[Task directions] Print all the data, keeping every line exactly as it is.

[Data records]
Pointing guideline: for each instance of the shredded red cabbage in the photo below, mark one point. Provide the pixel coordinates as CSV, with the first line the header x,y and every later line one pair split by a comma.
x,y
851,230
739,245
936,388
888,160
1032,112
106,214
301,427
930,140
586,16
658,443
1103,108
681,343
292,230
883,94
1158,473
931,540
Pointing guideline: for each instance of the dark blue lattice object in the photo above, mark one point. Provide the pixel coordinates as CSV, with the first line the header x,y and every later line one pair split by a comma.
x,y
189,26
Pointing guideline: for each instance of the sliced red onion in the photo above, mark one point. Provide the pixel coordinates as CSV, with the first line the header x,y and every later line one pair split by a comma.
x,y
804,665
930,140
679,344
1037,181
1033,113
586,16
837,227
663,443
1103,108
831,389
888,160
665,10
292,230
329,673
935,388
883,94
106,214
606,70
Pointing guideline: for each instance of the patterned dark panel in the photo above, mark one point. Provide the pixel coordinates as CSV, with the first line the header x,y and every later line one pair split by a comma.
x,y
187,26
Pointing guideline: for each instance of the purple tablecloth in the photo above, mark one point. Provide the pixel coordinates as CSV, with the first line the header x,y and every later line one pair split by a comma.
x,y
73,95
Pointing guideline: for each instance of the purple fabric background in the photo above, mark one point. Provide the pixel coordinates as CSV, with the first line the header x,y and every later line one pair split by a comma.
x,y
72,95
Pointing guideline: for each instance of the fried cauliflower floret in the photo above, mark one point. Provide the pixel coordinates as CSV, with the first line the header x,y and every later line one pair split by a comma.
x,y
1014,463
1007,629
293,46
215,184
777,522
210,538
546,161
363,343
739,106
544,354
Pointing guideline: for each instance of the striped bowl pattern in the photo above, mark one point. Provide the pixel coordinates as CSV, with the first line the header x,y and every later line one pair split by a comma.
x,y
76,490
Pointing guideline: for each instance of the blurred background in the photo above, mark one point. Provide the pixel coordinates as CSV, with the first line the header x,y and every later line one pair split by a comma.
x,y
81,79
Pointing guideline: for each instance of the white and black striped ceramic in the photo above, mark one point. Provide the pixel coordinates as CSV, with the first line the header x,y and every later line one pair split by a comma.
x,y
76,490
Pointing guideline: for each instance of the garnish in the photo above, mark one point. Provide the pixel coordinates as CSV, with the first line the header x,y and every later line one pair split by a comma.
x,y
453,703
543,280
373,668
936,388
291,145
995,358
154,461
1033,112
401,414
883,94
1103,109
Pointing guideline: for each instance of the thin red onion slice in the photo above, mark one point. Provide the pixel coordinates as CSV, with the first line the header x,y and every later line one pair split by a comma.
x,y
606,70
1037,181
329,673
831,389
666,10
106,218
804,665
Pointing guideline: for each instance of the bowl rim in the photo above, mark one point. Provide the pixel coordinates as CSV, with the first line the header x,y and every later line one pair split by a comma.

[Task output]
Pointing guideline: for each instance of the shredded red cabbage in the photo below, mark one point. Provide the pixel coordinates as CSV, with the first line the header x,y and every later line one pair split by a comma.
x,y
851,230
739,245
936,388
888,160
1032,112
106,214
301,427
930,140
586,16
658,443
1103,108
681,343
292,230
883,94
1158,473
931,540
Pointing guideline: for each instance of the dark blue lattice object in the photo above, mark one point. Provide the pixel coordinates as CSV, with the first line the header x,y and every later line one pair split by a comma.
x,y
189,26
Pointing guideline: for each instance of the sliced red onion in the photo above, mark one point. Provide the pixel coordinates as CSV, with the first line the header x,y and every later line one pair split by a comma.
x,y
804,665
930,140
679,344
1037,181
1033,113
586,16
837,227
663,443
1103,108
831,389
888,160
665,10
292,230
329,673
935,388
883,94
106,214
606,70
Pointing guideline: for each instance of the patterned dark panel in the photo above, mark one point. Provide the pixel coordinates as CSV, with the first line the header x,y and every later line one pair split by a comma.
x,y
187,26
Pointing guideline: for each instance of the purple tablecloth in the photo above, mark one point. Provide the pixel coordinates as CSV, with the first line the header x,y and every later line one pair split by a comma.
x,y
73,95
Pointing guideline: for each instance of the purple fabric background in the photo above, mark one point. Provide the pixel coordinates as CSV, with the first line the header x,y and every later line one pair split by a comma.
x,y
72,95
Pointing guideline: for each instance of the fried cauliflower floret in the photo above, mark one point. Provide the pixel coordinates as CSV, with the first line the header x,y and every later line one pair split by a comma.
x,y
1014,463
1007,629
293,46
215,184
777,522
210,538
546,161
363,343
739,106
544,354
Pointing guideline: for each instance of the striped bowl pattern in the photo above, mark one point. Provide the pixel coordinates as CSV, with the first line the header x,y and every later line one pair split by a comma.
x,y
76,490
Pointing guideline: for each instance of the blurred background in the photo above, mark one point. Provide the pixel coordinates as CSV, with the first line the header x,y and every later line one pair split by a comma.
x,y
81,79
Pointing guideline: for each instance of the white and black striped ceramic in the photo above, mark one point. Provide the pixel coordinates as CSV, with the first line the header x,y and every later line one pair split by a comma.
x,y
76,490
Pointing guideline: for each instance of the garnish in the photo above, mark one point. Provide the pixel coordinates as CSV, with the first line the header x,y and every later line one pair split by a comma.
x,y
453,703
543,280
373,668
936,388
291,145
995,358
154,461
1033,112
401,414
883,94
1103,109
Pointing guideline: for each instance of the thin red onion slice in the photo above, mark one point. Provide the pixel coordinates as CSV, with the first line the header x,y and every later line one pair split by a comma.
x,y
606,70
1037,181
329,673
831,389
666,10
106,218
804,665
Pointing guideline: for each instance of the bowl rim in the photo above, mark one point. Provide the pixel coordinates as CSV, with the first line the header x,y and every later line one pair split by a comma.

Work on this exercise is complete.